### WHAT YOU SHOULD DO:
Count the lines in the entries below that contain the word "headlight", and reply with only that number.
## START
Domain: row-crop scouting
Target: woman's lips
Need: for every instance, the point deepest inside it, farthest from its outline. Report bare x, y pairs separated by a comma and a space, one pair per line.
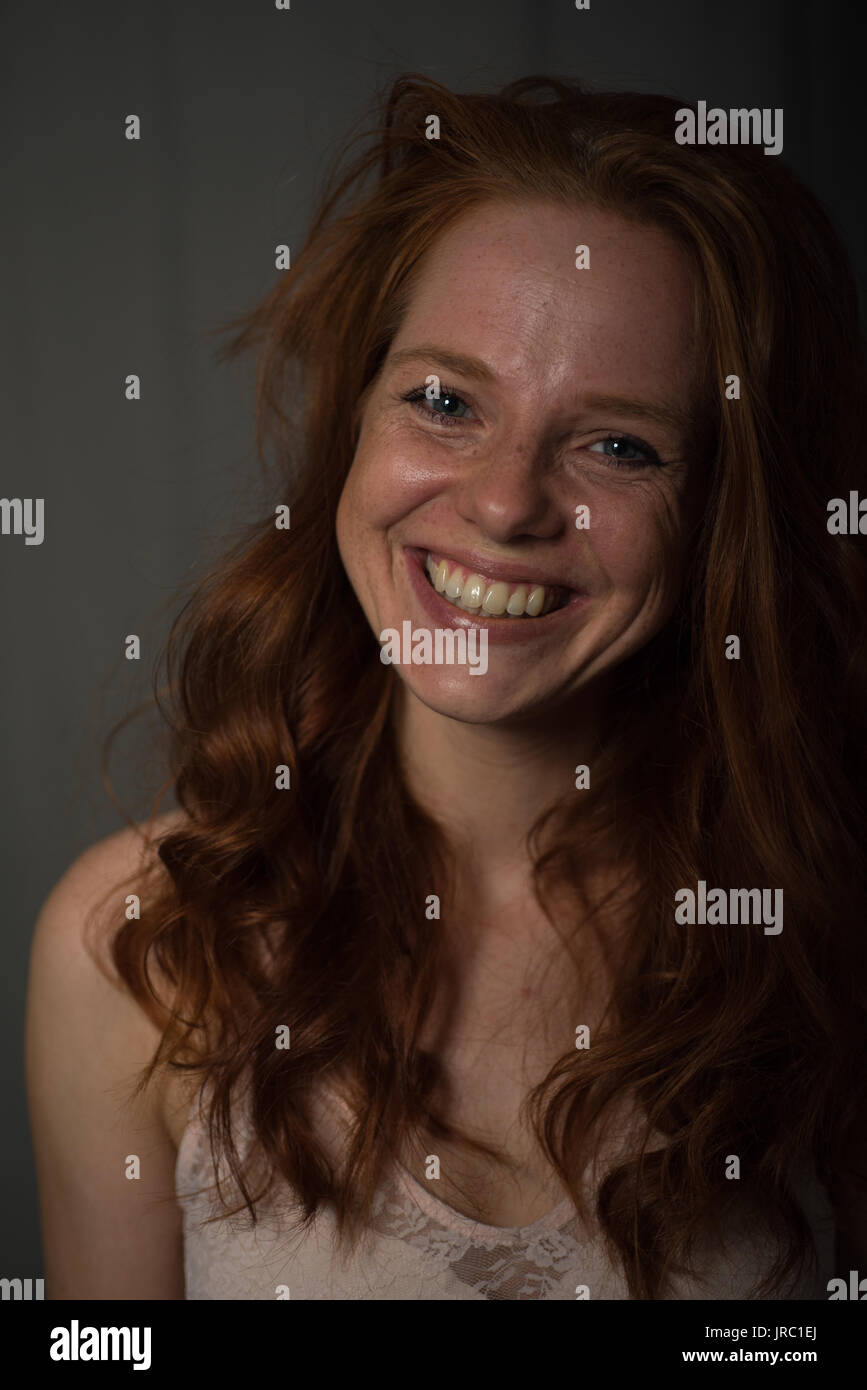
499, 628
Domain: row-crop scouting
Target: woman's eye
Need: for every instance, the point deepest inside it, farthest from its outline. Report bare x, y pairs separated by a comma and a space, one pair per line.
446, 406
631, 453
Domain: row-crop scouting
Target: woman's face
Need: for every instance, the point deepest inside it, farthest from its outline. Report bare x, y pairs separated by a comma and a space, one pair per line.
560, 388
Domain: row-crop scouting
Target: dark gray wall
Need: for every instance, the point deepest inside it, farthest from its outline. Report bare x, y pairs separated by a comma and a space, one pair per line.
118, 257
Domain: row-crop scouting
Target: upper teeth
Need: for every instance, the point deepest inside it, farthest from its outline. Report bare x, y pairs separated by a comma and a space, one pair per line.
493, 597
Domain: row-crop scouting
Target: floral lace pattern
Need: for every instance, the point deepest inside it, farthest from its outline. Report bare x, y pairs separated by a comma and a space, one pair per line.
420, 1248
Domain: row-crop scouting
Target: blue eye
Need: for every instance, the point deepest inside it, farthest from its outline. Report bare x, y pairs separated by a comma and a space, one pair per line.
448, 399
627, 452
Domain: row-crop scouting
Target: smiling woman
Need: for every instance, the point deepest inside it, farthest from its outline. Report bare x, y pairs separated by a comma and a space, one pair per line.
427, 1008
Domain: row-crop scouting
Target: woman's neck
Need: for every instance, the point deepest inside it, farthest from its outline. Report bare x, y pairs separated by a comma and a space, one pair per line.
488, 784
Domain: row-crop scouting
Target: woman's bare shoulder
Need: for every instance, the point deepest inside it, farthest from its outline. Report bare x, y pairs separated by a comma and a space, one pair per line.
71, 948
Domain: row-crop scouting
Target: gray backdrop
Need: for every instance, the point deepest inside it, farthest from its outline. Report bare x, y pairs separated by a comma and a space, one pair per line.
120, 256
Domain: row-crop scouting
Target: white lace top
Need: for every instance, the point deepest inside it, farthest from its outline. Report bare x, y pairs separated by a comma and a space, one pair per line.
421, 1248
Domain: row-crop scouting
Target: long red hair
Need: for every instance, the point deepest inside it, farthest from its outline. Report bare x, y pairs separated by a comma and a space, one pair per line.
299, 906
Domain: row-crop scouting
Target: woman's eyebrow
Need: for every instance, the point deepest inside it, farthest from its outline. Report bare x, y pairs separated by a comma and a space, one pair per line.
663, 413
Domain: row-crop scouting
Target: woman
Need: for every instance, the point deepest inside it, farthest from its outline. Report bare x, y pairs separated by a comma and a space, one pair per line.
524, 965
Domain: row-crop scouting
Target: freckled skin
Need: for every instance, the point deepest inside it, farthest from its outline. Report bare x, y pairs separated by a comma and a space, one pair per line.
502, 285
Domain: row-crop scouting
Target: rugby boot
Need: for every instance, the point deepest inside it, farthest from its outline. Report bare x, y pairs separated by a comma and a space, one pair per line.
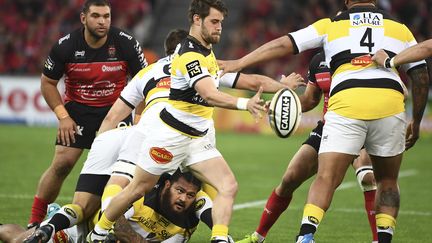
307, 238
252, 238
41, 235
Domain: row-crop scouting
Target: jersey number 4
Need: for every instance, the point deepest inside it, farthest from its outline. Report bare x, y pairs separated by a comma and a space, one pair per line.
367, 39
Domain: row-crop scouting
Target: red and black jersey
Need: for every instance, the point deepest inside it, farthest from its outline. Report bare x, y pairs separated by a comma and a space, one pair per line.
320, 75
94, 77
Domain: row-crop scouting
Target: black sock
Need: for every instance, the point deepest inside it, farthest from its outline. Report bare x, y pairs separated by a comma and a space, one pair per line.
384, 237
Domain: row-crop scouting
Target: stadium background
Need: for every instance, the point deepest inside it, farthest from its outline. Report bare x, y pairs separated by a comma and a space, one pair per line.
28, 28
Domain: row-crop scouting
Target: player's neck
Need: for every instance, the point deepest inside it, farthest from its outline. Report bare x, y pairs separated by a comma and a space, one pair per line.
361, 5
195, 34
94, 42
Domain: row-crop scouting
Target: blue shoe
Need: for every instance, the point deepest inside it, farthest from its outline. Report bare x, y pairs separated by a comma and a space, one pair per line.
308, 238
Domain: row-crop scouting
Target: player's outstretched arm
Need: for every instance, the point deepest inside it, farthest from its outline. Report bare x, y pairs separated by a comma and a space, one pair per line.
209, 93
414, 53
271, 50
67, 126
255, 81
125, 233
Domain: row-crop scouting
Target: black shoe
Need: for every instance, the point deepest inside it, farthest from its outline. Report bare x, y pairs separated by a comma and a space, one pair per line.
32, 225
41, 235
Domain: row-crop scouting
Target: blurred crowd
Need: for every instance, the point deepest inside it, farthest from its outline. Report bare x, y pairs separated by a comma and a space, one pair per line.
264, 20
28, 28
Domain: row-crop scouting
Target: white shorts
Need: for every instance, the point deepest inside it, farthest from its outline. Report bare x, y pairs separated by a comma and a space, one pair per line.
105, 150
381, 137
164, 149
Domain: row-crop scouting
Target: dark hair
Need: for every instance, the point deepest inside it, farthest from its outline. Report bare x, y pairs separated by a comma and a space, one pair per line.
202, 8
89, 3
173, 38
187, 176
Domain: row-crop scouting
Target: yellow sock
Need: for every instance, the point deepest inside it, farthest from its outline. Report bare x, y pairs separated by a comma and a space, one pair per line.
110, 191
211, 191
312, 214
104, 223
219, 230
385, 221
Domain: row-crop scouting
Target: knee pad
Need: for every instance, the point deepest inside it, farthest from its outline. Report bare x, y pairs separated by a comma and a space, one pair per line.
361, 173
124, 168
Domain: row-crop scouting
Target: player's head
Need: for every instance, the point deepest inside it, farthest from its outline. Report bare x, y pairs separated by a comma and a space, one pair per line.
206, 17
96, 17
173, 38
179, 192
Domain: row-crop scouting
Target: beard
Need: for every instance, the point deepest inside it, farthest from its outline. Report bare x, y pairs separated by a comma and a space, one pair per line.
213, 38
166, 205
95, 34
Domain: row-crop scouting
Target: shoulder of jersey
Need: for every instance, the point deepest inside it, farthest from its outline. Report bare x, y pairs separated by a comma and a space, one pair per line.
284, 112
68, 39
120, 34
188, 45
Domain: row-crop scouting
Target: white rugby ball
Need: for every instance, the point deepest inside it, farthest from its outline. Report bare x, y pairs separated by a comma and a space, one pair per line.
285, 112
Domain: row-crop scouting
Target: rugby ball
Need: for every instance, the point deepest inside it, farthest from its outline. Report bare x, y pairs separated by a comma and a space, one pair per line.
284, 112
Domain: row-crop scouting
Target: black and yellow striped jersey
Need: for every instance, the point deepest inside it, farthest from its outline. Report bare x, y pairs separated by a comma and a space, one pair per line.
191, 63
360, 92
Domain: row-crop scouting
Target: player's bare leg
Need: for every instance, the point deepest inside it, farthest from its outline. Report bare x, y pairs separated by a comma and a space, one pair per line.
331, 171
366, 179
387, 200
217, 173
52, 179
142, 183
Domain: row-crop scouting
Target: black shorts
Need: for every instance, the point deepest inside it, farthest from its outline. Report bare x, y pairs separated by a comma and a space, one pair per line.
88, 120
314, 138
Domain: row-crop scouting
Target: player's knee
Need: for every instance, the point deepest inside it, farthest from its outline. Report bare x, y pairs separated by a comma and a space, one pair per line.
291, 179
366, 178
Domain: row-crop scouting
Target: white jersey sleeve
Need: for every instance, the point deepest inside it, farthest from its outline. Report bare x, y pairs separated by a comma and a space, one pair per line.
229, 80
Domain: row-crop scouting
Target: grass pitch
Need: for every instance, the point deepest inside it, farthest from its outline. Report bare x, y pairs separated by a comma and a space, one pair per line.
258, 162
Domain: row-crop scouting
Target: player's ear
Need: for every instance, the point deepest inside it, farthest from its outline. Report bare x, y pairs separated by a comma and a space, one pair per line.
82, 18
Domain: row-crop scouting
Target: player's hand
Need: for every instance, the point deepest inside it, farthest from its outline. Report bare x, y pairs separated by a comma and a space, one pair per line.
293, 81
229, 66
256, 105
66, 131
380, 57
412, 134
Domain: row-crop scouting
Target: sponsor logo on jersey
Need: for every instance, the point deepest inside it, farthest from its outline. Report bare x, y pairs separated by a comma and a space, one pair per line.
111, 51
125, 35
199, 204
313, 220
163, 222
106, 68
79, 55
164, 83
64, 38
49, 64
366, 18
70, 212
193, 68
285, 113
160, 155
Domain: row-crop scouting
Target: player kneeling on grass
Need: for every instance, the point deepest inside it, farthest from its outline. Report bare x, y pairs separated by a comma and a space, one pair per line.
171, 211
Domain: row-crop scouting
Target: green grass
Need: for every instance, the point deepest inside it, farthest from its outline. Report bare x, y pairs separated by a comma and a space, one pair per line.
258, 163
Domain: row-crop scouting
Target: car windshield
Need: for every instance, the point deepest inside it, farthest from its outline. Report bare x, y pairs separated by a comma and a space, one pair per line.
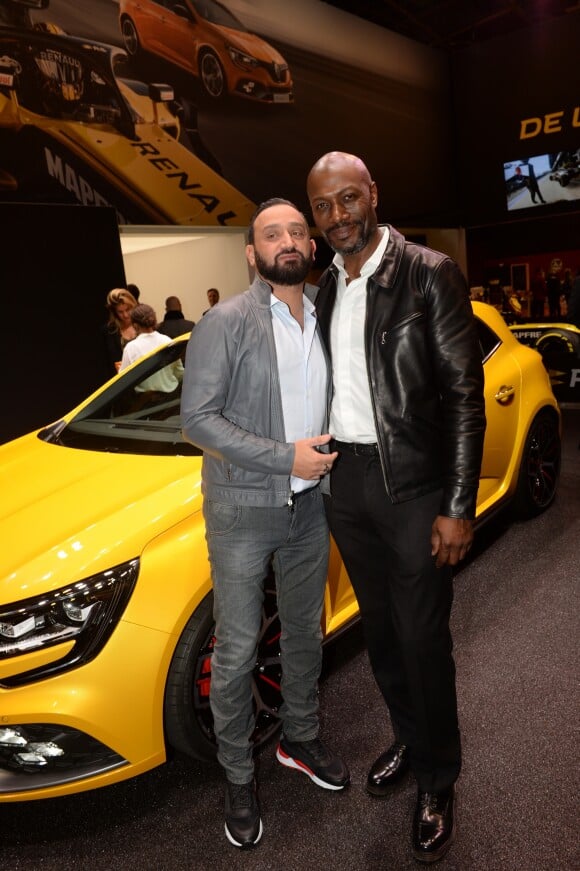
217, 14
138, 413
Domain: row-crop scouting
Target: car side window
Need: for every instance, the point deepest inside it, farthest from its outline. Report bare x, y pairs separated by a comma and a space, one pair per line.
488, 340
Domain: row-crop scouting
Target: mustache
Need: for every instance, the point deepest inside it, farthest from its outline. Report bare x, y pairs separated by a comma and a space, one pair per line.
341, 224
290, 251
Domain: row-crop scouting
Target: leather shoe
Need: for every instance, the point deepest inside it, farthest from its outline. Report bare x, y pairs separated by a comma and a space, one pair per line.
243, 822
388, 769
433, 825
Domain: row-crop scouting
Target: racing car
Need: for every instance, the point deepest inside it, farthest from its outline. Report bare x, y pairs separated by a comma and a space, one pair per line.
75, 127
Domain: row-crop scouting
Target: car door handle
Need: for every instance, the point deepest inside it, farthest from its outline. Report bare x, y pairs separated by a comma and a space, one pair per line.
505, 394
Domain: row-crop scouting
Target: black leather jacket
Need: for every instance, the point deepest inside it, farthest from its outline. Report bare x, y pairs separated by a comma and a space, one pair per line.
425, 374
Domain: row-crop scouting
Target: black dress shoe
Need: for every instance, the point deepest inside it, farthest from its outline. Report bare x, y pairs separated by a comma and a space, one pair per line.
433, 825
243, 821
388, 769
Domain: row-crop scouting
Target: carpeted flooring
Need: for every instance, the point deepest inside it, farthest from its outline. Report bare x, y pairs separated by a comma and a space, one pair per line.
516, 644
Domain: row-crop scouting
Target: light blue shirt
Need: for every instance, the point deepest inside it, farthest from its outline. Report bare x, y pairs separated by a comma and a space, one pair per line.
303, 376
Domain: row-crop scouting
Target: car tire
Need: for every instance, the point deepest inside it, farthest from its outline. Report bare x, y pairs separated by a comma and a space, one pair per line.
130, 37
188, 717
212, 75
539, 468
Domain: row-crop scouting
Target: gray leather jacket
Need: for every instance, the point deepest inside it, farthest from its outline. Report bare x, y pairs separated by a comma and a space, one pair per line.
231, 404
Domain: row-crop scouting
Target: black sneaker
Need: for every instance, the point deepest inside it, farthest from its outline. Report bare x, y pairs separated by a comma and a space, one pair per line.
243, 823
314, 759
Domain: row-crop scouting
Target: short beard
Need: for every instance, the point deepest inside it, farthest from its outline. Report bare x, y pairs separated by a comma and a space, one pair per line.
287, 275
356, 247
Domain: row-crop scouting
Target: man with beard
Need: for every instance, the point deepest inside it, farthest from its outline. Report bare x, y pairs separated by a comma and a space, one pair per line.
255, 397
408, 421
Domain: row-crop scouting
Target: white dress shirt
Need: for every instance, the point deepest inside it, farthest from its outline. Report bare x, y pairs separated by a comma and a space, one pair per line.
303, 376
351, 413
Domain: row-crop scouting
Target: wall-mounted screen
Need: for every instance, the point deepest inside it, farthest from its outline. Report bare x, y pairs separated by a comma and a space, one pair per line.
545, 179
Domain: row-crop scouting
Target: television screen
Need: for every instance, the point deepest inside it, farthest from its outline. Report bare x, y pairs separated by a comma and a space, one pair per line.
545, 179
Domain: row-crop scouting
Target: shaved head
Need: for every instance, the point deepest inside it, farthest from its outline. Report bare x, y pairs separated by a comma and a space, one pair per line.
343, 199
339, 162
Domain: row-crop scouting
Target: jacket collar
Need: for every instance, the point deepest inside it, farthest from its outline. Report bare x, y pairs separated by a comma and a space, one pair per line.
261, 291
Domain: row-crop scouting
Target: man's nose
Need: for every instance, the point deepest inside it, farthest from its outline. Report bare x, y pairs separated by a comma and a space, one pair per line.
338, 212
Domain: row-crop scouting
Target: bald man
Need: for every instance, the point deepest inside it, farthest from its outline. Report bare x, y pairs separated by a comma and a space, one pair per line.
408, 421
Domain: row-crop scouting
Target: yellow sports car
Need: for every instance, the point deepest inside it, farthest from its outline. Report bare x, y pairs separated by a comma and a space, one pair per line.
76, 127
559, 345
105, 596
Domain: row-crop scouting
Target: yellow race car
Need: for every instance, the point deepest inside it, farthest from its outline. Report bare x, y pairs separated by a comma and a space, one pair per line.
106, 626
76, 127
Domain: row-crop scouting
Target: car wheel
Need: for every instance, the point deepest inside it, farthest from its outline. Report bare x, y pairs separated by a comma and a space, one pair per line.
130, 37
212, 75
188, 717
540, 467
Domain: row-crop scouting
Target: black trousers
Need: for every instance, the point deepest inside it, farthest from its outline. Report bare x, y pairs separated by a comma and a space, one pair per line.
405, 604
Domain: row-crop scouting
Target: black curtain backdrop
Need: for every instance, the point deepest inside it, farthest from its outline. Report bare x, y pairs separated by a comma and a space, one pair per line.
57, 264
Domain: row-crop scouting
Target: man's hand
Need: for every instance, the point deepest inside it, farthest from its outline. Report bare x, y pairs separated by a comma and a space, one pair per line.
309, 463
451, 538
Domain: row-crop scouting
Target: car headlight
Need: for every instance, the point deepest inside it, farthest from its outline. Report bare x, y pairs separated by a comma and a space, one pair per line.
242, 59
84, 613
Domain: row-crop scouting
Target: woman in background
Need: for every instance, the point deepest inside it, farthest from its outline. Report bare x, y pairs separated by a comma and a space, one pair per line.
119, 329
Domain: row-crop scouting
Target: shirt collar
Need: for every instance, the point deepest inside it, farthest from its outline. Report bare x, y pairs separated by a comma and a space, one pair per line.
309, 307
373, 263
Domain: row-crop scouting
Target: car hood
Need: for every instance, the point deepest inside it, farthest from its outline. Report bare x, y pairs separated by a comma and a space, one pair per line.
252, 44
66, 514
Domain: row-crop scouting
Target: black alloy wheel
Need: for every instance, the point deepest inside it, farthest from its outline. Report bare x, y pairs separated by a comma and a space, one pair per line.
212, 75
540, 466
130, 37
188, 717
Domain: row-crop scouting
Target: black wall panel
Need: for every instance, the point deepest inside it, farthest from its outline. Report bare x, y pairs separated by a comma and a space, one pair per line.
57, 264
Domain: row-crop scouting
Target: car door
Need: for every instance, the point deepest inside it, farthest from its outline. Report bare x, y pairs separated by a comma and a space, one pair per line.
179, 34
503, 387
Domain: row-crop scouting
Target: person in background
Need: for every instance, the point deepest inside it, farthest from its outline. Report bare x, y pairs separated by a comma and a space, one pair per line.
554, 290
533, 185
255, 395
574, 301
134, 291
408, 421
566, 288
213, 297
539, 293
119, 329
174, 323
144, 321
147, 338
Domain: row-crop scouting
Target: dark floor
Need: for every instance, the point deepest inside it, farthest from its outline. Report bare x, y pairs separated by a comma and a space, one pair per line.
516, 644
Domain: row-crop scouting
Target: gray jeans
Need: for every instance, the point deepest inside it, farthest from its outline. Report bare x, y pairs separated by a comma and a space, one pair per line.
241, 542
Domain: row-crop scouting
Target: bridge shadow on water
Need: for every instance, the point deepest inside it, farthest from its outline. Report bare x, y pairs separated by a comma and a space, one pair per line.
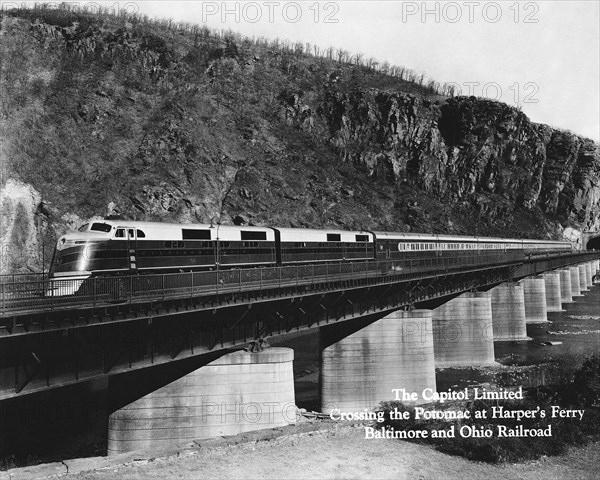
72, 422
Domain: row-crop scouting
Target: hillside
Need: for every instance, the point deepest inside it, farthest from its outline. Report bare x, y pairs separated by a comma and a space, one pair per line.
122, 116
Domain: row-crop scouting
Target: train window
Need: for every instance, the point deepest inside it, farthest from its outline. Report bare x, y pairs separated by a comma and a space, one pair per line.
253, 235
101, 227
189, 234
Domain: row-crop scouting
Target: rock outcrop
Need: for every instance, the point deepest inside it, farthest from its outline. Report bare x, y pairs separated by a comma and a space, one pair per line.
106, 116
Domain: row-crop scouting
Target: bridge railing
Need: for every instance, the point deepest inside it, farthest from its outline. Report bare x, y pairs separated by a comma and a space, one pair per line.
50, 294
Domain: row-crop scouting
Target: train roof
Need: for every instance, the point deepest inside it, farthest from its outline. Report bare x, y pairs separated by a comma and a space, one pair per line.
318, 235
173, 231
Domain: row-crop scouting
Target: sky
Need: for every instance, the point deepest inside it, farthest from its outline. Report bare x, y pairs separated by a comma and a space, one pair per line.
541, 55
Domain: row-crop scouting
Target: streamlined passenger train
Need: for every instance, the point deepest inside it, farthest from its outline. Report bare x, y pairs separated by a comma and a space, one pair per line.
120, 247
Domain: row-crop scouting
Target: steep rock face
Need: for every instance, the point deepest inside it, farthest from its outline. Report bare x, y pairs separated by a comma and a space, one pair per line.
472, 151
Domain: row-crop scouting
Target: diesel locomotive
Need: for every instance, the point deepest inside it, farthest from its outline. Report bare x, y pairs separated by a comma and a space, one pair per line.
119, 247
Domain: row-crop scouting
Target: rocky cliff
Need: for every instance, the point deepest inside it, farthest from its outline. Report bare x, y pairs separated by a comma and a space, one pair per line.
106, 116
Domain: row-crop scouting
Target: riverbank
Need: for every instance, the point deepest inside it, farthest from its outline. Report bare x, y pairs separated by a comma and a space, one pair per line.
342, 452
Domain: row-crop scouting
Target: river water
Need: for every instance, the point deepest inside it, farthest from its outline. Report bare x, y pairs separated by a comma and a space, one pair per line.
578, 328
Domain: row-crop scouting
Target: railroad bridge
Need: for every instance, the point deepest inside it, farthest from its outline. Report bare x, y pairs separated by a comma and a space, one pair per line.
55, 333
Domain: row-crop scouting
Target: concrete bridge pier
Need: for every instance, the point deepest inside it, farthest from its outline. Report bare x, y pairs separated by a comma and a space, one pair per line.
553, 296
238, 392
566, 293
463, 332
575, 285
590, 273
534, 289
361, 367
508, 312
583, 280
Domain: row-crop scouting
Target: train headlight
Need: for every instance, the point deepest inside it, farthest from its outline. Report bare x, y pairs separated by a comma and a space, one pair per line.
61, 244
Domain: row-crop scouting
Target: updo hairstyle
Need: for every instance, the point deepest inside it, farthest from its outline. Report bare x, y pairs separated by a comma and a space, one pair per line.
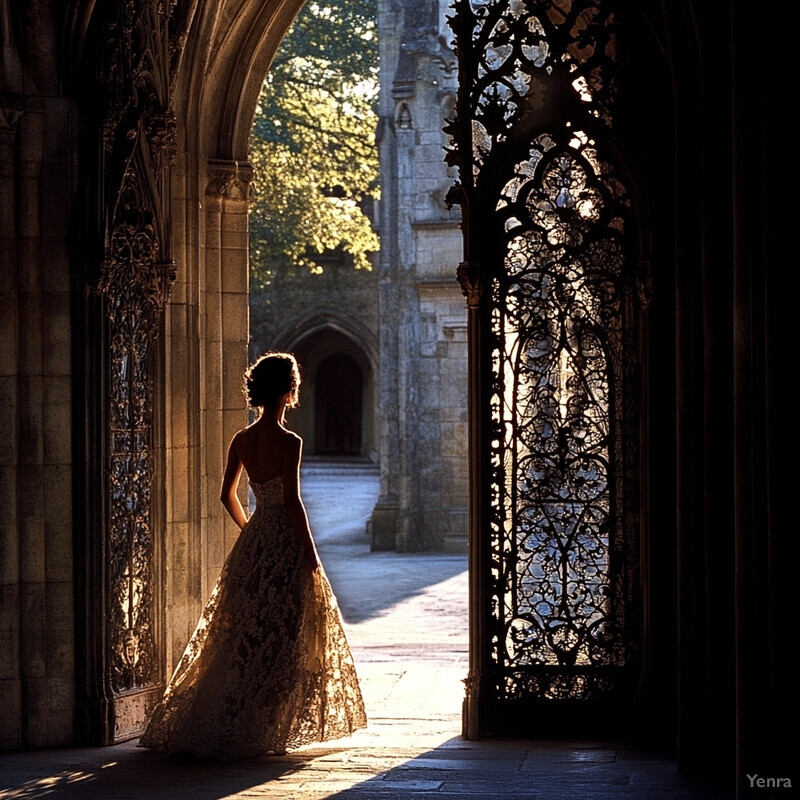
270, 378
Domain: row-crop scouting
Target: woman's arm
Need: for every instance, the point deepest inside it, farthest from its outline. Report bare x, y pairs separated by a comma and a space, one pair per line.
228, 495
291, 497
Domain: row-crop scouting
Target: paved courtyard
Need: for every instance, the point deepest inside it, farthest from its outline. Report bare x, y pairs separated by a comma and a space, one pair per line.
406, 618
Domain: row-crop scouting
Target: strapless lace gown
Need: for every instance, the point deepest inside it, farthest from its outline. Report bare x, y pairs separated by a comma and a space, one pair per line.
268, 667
## END
### EXERCISE RESPONSE:
2